__WHAT IS NEEDED__.
Please write out every record below exactly as it stands.

Saved entries

──────────

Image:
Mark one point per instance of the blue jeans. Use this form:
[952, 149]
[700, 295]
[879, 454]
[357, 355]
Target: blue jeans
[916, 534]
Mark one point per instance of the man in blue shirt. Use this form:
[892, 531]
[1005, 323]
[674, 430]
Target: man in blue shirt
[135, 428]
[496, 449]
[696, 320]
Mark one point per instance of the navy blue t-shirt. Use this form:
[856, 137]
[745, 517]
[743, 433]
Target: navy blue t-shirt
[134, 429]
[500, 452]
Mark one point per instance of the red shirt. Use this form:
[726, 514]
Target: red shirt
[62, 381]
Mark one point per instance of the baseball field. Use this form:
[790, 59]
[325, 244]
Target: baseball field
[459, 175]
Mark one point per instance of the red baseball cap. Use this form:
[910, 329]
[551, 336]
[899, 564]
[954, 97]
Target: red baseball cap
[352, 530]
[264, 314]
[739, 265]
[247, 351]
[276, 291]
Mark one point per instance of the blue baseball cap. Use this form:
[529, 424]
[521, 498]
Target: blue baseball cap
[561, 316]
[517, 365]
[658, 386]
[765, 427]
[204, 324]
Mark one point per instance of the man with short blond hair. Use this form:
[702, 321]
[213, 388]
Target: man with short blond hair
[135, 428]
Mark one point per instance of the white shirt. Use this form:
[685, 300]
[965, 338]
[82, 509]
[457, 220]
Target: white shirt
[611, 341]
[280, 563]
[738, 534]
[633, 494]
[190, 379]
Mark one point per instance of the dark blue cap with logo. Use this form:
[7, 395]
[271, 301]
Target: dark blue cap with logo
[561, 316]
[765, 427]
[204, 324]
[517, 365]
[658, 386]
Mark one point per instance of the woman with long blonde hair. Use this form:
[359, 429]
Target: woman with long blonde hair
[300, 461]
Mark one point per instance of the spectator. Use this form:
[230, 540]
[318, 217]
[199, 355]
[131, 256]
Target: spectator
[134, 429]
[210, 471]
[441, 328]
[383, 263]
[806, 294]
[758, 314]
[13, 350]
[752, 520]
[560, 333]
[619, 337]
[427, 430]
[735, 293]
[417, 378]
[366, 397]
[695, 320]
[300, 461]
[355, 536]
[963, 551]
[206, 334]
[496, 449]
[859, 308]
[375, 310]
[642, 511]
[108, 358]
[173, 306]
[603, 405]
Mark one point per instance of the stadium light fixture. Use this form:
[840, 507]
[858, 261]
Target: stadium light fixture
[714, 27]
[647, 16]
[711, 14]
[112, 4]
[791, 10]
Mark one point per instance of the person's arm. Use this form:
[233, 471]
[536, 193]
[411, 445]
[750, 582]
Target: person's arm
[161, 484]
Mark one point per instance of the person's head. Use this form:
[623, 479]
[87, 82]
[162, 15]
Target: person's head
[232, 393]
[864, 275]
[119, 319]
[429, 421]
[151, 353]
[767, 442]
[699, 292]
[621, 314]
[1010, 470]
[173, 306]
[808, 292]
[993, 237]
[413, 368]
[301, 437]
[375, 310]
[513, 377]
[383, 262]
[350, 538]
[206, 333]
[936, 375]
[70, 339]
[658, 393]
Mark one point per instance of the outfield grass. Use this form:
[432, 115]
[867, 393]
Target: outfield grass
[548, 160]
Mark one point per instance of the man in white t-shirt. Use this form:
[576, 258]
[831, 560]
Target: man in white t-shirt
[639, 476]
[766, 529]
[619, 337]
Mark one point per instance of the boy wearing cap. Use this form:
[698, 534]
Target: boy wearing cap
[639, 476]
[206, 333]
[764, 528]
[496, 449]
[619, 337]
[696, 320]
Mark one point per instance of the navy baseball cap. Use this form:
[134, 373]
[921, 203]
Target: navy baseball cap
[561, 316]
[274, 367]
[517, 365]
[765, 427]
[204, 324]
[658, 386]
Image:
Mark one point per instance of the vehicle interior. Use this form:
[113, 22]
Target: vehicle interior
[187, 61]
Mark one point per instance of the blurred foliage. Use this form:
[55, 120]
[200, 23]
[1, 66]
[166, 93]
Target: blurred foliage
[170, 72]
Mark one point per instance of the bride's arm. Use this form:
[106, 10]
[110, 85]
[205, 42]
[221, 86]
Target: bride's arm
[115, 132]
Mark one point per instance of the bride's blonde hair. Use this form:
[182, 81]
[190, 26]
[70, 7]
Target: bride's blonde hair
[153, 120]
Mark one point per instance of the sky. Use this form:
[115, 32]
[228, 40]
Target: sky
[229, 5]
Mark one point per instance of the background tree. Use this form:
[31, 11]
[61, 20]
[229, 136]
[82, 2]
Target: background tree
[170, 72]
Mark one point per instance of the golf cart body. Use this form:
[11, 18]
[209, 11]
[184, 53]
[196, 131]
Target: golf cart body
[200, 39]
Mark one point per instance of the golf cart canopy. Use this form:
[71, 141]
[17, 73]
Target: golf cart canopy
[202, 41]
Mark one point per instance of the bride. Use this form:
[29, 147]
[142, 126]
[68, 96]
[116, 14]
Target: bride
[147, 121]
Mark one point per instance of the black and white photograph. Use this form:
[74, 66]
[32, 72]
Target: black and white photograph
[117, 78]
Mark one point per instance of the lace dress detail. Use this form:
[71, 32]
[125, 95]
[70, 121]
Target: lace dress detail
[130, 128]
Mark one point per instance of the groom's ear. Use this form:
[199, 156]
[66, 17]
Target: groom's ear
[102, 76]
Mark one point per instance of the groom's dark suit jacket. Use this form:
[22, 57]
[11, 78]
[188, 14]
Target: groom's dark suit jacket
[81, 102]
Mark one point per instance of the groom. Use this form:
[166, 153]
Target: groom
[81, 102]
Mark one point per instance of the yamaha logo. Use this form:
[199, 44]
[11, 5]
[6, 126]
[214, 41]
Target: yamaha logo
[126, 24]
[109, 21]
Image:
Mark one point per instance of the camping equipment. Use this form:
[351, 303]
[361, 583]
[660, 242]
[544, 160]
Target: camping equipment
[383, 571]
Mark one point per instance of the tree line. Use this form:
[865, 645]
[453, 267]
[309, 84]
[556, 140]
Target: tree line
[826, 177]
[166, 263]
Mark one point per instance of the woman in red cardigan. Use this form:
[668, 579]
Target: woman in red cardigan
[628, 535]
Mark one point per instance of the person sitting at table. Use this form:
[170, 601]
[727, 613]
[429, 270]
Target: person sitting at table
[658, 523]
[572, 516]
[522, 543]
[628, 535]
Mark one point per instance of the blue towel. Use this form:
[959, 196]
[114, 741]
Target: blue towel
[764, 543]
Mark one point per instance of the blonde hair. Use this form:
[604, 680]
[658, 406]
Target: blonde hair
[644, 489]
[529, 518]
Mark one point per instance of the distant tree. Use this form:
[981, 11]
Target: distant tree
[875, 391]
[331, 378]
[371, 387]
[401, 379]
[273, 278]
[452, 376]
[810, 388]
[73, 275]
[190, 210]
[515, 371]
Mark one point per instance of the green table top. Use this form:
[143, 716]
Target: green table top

──────────

__ANSWER BOX__.
Image:
Mark one point per instance of the blue jeans. Use this form:
[952, 149]
[700, 295]
[879, 454]
[357, 355]
Target: blue jeans
[916, 534]
Mark one point per instance of the man in blue shirt. Use this form:
[892, 531]
[1005, 323]
[674, 430]
Target: man in blue shirt
[135, 428]
[496, 449]
[696, 320]
Mark one point per instance of the navy blue t-shirt. Use this form:
[856, 137]
[745, 517]
[743, 433]
Target: navy blue t-shirt
[134, 429]
[500, 452]
Mark one point per instance of the red shirt. Use this form:
[726, 514]
Target: red shirt
[62, 381]
Mark one point per instance of the baseball field. Use this form:
[790, 59]
[325, 244]
Target: baseball field
[459, 175]
Mark one point per instance of the red baseball cap. Use this form:
[910, 329]
[551, 336]
[899, 564]
[954, 97]
Target: red baseball cap
[352, 530]
[264, 314]
[739, 265]
[247, 351]
[276, 291]
Mark one point per instance of the blue baseball cap. Use this form:
[529, 424]
[521, 498]
Target: blue baseball cap
[561, 316]
[517, 365]
[658, 386]
[765, 427]
[204, 324]
Mark one point per instance of the man with short blond hair. Use this form:
[702, 321]
[213, 388]
Target: man with short blond hair
[135, 428]
Mark one point per instance of the white shirt. Use this form:
[685, 300]
[965, 338]
[82, 509]
[457, 220]
Target: white shirt
[611, 341]
[280, 563]
[738, 534]
[633, 494]
[190, 379]
Mark one point per instance of the dark blue cap with logo. Use this form:
[7, 395]
[271, 301]
Target: dark blue cap with logo
[561, 316]
[765, 427]
[204, 324]
[517, 365]
[658, 386]
Mark one point per instance of the woman with long blonde hair. Use this form:
[359, 429]
Target: woman with long blonde hair
[300, 461]
Mark one point per instance of the spectator. Use this form:
[230, 540]
[318, 217]
[199, 355]
[131, 256]
Target: spectator
[134, 429]
[210, 471]
[441, 328]
[383, 263]
[806, 294]
[758, 314]
[13, 350]
[752, 520]
[560, 333]
[619, 337]
[427, 430]
[735, 293]
[417, 378]
[366, 397]
[695, 320]
[300, 461]
[355, 536]
[963, 551]
[206, 334]
[496, 449]
[859, 308]
[375, 310]
[642, 511]
[108, 358]
[173, 306]
[603, 405]
Mark one point per instance of the stadium light fixture. Use this form:
[840, 507]
[858, 261]
Target: stadium light fixture
[714, 27]
[647, 16]
[711, 14]
[112, 4]
[791, 10]
Mark one point per instance of the person's arm. Use this form:
[233, 471]
[536, 193]
[411, 445]
[750, 582]
Target: person's arm
[161, 484]
Mark one point per instance of the person's head. Use this form:
[623, 479]
[87, 82]
[162, 15]
Target: person's head
[232, 393]
[864, 275]
[119, 319]
[429, 421]
[151, 353]
[767, 442]
[699, 292]
[621, 314]
[1010, 470]
[173, 306]
[808, 292]
[993, 237]
[413, 368]
[301, 437]
[375, 310]
[513, 377]
[383, 262]
[350, 538]
[206, 333]
[936, 375]
[70, 339]
[658, 393]
Mark one point per instance of the outfield grass. Use this form:
[432, 115]
[867, 393]
Target: outfield grass
[548, 160]
Mark one point per instance of the man in white t-shirt. Use this form:
[576, 258]
[831, 560]
Target: man in white t-shirt
[639, 476]
[766, 529]
[619, 337]
Mark one point per instance of the boy wearing cap. Use this form:
[698, 534]
Target: boy wearing cap
[639, 476]
[206, 333]
[764, 528]
[496, 449]
[619, 337]
[696, 320]
Mark one point per instance of the navy baseball cap. Use this form:
[134, 373]
[921, 203]
Target: navy baseball cap
[561, 316]
[274, 367]
[517, 365]
[765, 427]
[204, 324]
[658, 386]
Image:
Mark one point per instance of the vehicle interior. Use this form:
[113, 22]
Target: vehicle interior
[187, 61]
Mark one point per instance of the blurred foliage. Use this form:
[55, 120]
[200, 23]
[1, 66]
[166, 93]
Target: blurred foliage
[170, 72]
Mark one point per instance of the bride's arm. Use this form:
[106, 10]
[110, 85]
[205, 42]
[221, 86]
Target: bride's arm
[115, 132]
Mark one point per instance of the bride's blonde hair. Use this form:
[182, 81]
[190, 26]
[70, 7]
Target: bride's blonde hair
[153, 120]
Mark one point per instance of the sky. Use this form:
[115, 32]
[228, 40]
Target: sky
[229, 5]
Mark one point per instance of the background tree. Use this form:
[31, 11]
[61, 20]
[229, 136]
[82, 2]
Target: background tree
[170, 72]
Mark one point per instance of the golf cart body. Use this form:
[11, 18]
[209, 11]
[184, 53]
[196, 131]
Target: golf cart body
[200, 39]
Mark one point per instance of the golf cart canopy. Use this form:
[71, 141]
[17, 73]
Target: golf cart canopy
[202, 41]
Mark one point per instance of the bride. Use this form:
[29, 147]
[142, 126]
[68, 96]
[116, 14]
Target: bride
[147, 121]
Mark one point per instance of the black and white photograph. Use this form:
[74, 66]
[32, 72]
Target: black and white photograph
[117, 78]
Mark one point per instance of the lace dress detail. Use this form:
[71, 32]
[125, 95]
[70, 121]
Target: lace dress detail
[130, 128]
Mark one point per instance of the groom's ear. Use this form:
[199, 156]
[66, 17]
Target: groom's ear
[102, 76]
Mark one point per instance of the groom's dark suit jacket. Use this form:
[22, 57]
[11, 78]
[188, 14]
Target: groom's dark suit jacket
[81, 102]
Mark one point per instance of the groom. Use this form:
[166, 153]
Target: groom
[81, 102]
Mark one point per instance of the yamaha logo. Use this form:
[199, 44]
[11, 5]
[6, 126]
[214, 41]
Target: yamaha logo
[126, 24]
[109, 21]
Image:
Mark one point per instance of the camping equipment. Use this form:
[351, 303]
[361, 583]
[660, 242]
[544, 160]
Target: camping equipment
[383, 571]
Mark one point per instance of the tree line. Use this form:
[865, 645]
[453, 267]
[309, 84]
[556, 140]
Target: tree line
[826, 177]
[166, 263]
Mark one point per instance of the woman in red cardigan. Use this form:
[668, 579]
Target: woman in red cardigan
[628, 535]
Mark one point per instance of the person sitting at table. Use this form:
[170, 601]
[727, 613]
[429, 270]
Target: person sitting at table
[658, 523]
[572, 516]
[522, 543]
[628, 535]
Mark one point per instance of the blue towel. Use this form:
[959, 196]
[114, 741]
Target: blue towel
[764, 543]
Mark one point per instance of the blonde hair. Use this form:
[604, 680]
[658, 406]
Target: blonde hair
[644, 489]
[529, 518]
Mark one point per instance of the distant tree. Use this form:
[981, 11]
Target: distant tree
[875, 391]
[331, 378]
[371, 387]
[401, 379]
[273, 278]
[452, 376]
[810, 388]
[73, 275]
[190, 210]
[515, 371]
Mark one point per instance of the green table top. Use this form:
[143, 716]
Target: green table top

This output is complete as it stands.